- Text block -
— BEGIN —

# Abyssinian’s nature



## Gem79 (Jul 31, 2019)

Hi all we have an aby who is 3. She is so beautiful really sweet but we can’t get her to give us cuddle. That might sound silly when we got her we really hoped for a cat that would enjoy cuddles and strokes and though she does the odd time it’s not very often. She just wants to hunt and she likes chilling out in the spare room when she is in. Are we doing something wrong or is this really just her nature and is there anything we can do to help her engage with us more?


----------



## ChaosCat (Dec 7, 2017)

Hello and welcome to this forum.
Cats choose the level of interaction they like. Some are cuddle bugs and some let you know it’s an honour if you may pet them for two minutes. It’s very much in their character.

You don’t say anything about playing. Maybe you can build up a better contact by offering her to play with wand toys or balls? As she likes to hunt that might be the way to her heart.


----------



## spotty cats (Jul 24, 2012)

Abys aren’t generally a cuddly breed. They’re very active and intelligent but tend to prefer being near rather than on your lap.

As with other active breeds, they like company and don’t tend to do well as only cats.


----------



## Gem79 (Jul 31, 2019)

spotty cats said:


> Abys aren't generally a cuddly breed. They're very active and intelligent but tend to prefer being near rather than on your lap.
> 
> As with other active breeds, they like company and don't tend to do well as only cats.


----------



## chillminx (Nov 22, 2010)

Hello @Gem79 - my sister used to have an Abyssinian. A strikingly beautiful cat whom she got as a kitten. My sister adored the cat - and so did I! 

As a kitten the cat was very playful and loved interacting with her humans. But as she matured she became less and less sociable.

My sister lived in a quiet rural area and allowed her cat to go out. It was evident the cat loved to hunt, and was an excellent hunter. As time went by she would only come home every few days, for a day, and then she was gone again. By then my sister was the only person she would allow to touch her or stroke her. She would hiss and spit if anyone else went near her. Her demeanour had become that of a feral cat.

My sister later learned there were some lines of Abyssinians who had this wild aspect to their nature. But that was over 30 years ago, I don't know if things are the same these days, with some lines of Abyssinians.

— END —

- Data extract -
— BEGIN —

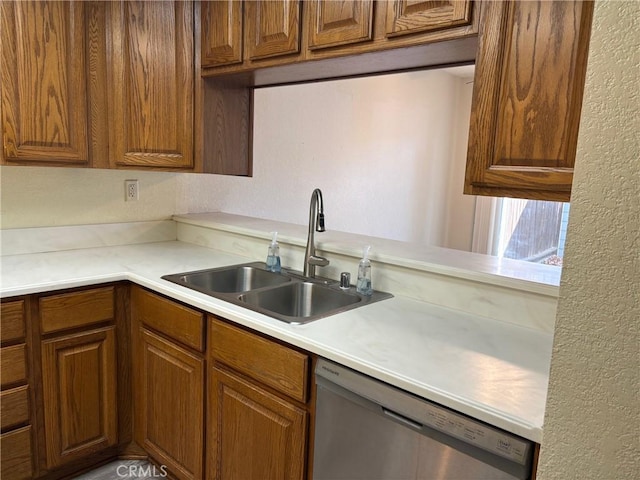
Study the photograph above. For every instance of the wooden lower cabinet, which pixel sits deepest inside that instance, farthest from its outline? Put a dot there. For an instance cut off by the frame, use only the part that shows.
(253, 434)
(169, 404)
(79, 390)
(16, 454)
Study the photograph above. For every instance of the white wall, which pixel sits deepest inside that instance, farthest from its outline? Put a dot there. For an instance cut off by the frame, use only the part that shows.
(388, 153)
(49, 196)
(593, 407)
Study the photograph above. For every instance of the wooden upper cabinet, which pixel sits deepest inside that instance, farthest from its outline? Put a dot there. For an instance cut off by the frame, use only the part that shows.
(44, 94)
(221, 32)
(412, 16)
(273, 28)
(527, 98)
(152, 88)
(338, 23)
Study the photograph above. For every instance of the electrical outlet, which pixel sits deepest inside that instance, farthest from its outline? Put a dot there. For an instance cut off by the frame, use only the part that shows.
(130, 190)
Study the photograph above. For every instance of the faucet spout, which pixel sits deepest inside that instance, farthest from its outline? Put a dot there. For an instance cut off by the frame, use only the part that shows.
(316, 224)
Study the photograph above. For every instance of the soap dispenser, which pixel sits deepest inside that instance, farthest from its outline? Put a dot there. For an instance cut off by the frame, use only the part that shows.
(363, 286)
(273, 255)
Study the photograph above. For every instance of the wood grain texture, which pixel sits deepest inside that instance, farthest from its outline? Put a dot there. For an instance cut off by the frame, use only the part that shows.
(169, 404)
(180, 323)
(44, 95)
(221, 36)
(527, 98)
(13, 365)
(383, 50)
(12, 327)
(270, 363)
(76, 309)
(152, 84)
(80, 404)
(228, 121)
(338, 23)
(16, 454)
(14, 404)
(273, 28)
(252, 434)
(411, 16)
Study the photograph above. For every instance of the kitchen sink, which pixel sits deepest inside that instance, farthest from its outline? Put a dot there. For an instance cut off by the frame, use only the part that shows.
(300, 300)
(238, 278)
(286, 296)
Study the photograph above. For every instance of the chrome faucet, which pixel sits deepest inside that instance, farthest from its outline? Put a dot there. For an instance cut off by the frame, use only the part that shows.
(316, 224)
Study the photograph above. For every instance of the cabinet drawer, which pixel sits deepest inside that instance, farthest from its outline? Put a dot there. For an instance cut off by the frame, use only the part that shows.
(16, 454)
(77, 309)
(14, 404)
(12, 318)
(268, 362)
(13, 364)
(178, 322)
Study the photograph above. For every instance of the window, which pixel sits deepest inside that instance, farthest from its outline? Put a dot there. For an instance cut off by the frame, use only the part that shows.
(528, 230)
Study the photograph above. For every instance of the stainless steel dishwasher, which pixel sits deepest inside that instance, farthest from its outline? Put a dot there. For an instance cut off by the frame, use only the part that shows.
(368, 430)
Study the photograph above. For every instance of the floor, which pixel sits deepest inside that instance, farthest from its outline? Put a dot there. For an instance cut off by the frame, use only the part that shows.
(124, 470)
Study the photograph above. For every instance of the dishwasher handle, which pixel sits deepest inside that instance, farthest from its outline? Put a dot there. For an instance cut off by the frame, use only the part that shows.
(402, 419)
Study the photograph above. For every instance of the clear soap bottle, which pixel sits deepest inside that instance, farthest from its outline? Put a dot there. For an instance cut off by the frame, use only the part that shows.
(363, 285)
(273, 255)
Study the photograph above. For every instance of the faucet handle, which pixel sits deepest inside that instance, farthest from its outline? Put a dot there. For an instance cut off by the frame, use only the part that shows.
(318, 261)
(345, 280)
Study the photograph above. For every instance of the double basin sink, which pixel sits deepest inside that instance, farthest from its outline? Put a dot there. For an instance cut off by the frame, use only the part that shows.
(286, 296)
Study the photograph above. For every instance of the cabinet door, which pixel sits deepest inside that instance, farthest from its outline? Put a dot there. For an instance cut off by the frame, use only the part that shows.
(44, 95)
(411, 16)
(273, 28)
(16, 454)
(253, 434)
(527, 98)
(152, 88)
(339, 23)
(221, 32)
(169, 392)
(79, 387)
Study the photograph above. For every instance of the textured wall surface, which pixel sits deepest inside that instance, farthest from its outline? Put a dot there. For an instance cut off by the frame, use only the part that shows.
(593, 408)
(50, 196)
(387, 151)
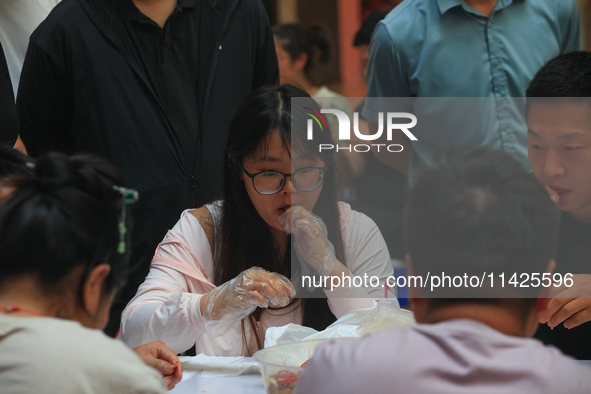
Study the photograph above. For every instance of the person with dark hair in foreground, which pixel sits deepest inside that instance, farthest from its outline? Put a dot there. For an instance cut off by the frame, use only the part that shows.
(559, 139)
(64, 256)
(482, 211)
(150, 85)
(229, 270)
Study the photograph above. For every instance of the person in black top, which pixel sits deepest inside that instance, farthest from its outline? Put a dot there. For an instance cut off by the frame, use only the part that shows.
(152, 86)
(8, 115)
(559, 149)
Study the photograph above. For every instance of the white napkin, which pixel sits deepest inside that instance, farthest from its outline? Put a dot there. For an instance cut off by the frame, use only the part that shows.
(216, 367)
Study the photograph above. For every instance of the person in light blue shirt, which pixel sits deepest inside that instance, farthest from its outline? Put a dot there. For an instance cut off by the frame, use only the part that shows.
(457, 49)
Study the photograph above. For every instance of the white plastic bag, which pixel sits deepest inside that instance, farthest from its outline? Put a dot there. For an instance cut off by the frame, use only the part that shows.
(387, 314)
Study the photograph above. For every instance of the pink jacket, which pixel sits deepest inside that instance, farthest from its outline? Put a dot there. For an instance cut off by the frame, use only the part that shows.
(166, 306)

— END —
— BEGIN —

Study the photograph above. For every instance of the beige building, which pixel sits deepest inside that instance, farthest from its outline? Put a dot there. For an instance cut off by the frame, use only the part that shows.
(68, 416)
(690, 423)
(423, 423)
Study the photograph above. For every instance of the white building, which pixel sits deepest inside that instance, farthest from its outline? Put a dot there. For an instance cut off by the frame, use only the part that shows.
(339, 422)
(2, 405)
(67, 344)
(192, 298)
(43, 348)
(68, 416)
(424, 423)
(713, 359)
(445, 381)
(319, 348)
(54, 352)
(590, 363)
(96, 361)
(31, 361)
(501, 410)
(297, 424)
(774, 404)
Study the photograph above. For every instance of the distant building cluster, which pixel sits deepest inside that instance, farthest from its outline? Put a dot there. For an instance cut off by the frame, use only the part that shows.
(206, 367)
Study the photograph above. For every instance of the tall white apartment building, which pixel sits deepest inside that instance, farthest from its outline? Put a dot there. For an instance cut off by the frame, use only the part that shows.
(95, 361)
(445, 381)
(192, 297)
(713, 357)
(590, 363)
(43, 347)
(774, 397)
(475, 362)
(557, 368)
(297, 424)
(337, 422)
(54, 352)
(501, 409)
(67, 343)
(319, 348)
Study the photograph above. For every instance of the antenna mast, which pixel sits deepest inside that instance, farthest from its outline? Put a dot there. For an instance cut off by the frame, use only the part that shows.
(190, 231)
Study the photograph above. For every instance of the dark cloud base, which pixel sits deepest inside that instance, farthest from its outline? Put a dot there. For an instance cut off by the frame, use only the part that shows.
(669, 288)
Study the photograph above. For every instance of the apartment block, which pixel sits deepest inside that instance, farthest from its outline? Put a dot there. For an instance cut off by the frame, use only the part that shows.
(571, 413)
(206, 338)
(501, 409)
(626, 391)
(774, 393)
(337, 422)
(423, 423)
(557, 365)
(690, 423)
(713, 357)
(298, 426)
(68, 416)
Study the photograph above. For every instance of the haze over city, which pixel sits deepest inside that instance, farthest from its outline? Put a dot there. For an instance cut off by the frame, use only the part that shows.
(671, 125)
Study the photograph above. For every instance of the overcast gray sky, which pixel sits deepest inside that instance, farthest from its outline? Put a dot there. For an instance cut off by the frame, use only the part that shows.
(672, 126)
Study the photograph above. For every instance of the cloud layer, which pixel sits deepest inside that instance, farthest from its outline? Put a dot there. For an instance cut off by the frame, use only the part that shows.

— END —

- Work instructions -
#1 Reproduce everything in the Abyssinian cat thread from "Hello and welcome" down to "in their character.".
#2 Take the forum thread about the Abyssinian cat's nature further, picking up after its final sentence.

- Answers provided -
#1
Hello and welcome to this forum.
Cats choose the level of interaction they like. Some are cuddle bugs and some let you know it’s an honour if you may pet them for two minutes. It’s very much in their character.

#2
If you are certain your cat's standoffishness is not related to a health problem you may have to accept her need for a lot of personal independence is just her nature. The same as it was with my sister's cat.

I would love to see a photo of her, if you have one to share.


----------



## Gem79 (Jul 31, 2019)

Thank you for replying. Does your last comment mean that she would appreciate company from another cat?


----------



## Gem79 (Jul 31, 2019)

ThNk you Chillminx here is photo


----------



## chillminx (Nov 22, 2010)

At the age of 3, having been an only cat all her life she is used to it and is probably happy with the status quo. 

She may interact with you even less if you were to bring in another cat. Or she may be very territorial and not want another cat in her home.


----------



## Gem79 (Jul 31, 2019)

We were thinking of getting a Burmese.....


----------



## chillminx (Nov 22, 2010)

Awww, bless her, she is gorgeous! I really do love Abys! Thank you for the photo. 

If you were to get another cat I would get another Abyssinian. It may work.


----------



## chillminx (Nov 22, 2010)

Sorry Gem, cross posted with you. 

I don't know a great deal about Burmese, as I have never had one. But isn't it a very confident breed that is very people-orientated? if so this could result in your Aby being pushed into the background......and becoming even less sociable with you.

I think if you were not going to get another Aby I might consider getting a laid back, gentle sociable breed such as a BSH. They get on well with other cats as well as being sociable and affectionate with humans.

However I must say I am a bit worried how your Aby would take to any new kitten in her home as she has been an only cat for so long. As she is evidently a keen hunter it means she will be very protective of her territory (both indoors and outdoors) It would be very sad if by bringing in a new kitten caused your Aby to leave home.

If you do decide to go ahead I do recommend slow and gradual introductions using the "safe room" method with a transparent barrier such as a tall pet gate, or a mesh screen door (the latter being my preference for introductions).


----------



## Gem79 (Jul 31, 2019)

That’s all good advice thank you. 
I feel that the Aby would be quite motherly actually.... But im not entirely sure what I am basing that on. Maybe because when my children are sick she shows great afffection she is also quite sweet with the new kittens next door....
I thought she would really enjoy the company. I definitely wouldn’t have another aby I love her but we really need a cuddly cat. My 8 year old girl is so sensitive and would benefit from the company of an animal which would respond to her affection.


----------



## Ottery (Jun 14, 2019)

Beautiful cat!

I have had a lot of Burmese (I currently have five) and they are a very people-orientated breed, so you should get cuddles from a Burmese. However they are also great hunters and if they have good hunting territory you may not experience the full cuddlesome side of their nature until they are 2 or 3 years old - outdoors is just too exciting. We looked into getting two Abys several years ago but there were none available in the time frame we were looking. From what I read about them, they have a fairly similar nature to Burmese - athletic, affectionate, clever, nosy.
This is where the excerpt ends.